Records drawn from a dataset
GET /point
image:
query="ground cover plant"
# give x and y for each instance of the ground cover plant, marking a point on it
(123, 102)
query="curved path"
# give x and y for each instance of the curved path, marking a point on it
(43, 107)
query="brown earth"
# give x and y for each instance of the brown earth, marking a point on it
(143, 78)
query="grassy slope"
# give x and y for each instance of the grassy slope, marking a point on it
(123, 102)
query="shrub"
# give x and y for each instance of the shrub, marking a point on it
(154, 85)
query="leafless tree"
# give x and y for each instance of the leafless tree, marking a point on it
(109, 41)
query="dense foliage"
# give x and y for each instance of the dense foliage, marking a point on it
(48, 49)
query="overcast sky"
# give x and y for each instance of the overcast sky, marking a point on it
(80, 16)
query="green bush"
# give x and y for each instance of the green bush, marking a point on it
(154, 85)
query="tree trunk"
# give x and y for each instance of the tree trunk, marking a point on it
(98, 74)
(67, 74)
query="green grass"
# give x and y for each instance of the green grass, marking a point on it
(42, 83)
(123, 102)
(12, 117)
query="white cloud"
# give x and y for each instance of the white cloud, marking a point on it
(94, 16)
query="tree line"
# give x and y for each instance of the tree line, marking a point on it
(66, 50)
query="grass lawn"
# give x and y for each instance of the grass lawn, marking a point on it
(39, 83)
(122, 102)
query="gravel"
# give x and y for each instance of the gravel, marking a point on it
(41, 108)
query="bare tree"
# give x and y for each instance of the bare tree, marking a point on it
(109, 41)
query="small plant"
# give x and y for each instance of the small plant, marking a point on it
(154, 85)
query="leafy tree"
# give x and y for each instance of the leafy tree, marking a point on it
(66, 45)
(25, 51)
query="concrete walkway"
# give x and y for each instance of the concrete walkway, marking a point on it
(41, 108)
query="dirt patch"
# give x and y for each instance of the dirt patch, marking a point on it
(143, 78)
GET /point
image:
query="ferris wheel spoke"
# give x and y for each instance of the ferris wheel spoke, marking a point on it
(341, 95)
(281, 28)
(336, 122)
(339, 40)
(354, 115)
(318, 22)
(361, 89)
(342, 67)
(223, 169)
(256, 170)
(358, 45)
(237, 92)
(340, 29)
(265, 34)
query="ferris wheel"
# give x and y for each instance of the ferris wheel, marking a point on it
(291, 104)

§ WORK TASK: The answer should be an exact copy of the lines from the one containing "# give x and y for each instance of the small" through the last line of the entries, both included.

§ WRITTEN RESPONSE:
# give x and y for each instance of the small plant, marking a point on it
(154, 85)
query="leafy tree"
# give x and y for each instance of the leafy tree, marking a point on it
(66, 45)
(25, 51)
query="concrete walkway"
# give x and y for each instance of the concrete walkway, marking a point on it
(41, 108)
query="dirt patch"
# give x and y for each instance of the dirt patch, marking a point on it
(143, 78)
GET /point
image:
query="ferris wheel spoke"
# give x and y for each instance of the ferris wheel spoke, marking a point on it
(341, 95)
(281, 28)
(336, 122)
(339, 40)
(354, 115)
(318, 22)
(361, 89)
(342, 67)
(223, 169)
(256, 170)
(358, 45)
(237, 92)
(340, 29)
(265, 34)
query="ferris wheel"
# give x and y for each instance of the ferris wheel, marking a point on it
(291, 104)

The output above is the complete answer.